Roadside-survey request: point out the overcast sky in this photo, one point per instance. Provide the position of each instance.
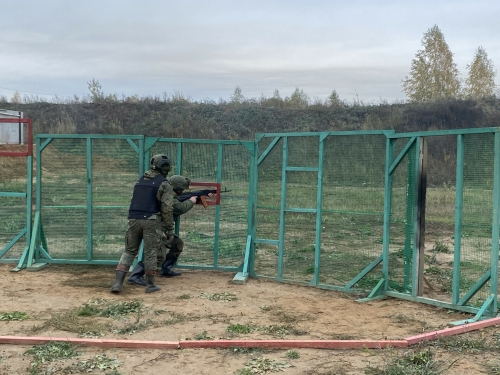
(204, 49)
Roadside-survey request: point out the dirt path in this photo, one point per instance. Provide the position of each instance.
(207, 305)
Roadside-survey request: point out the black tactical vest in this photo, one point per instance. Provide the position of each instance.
(144, 202)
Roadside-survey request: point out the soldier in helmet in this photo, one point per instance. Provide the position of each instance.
(166, 261)
(150, 213)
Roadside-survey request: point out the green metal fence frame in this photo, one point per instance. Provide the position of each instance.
(39, 254)
(36, 252)
(26, 231)
(318, 211)
(179, 142)
(490, 306)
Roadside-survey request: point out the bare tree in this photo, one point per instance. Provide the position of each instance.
(433, 73)
(480, 82)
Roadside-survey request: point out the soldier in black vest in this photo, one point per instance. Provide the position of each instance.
(167, 261)
(151, 209)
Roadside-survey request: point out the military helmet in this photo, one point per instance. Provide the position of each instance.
(179, 182)
(160, 163)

ABOUT THIS TASK: Your answer must be the line with "Roadside-survey request: point out the black" and all lines after it through the final line of the entries, copied exactly and with nothing added.

EXERCISE ANSWER:
Roadside-survey request: point out the black tactical vest in this photo, one point per instance. Provide the position of each instance.
(144, 202)
Roadside-survey request: point out the soldier in helmet in this photo, one point per instance. Provide the position of each instance.
(166, 261)
(150, 213)
Roadside-survey request: point out the green metal fence frame in this photo, one point per instance. Provide the position of each instance.
(39, 254)
(36, 252)
(26, 231)
(318, 211)
(179, 142)
(490, 306)
Roadside-survey request: point out the bare tree in this photo, one point per instance. Provide the position of each instance.
(433, 73)
(480, 82)
Roadside-survey request: point out the soldier in black vest in this photo, one point per instance. Provide the position of each instance.
(167, 261)
(151, 209)
Roadside-survey request: point out the military helmet in this photo, one point per instance. Provide the position of each instance.
(179, 182)
(160, 163)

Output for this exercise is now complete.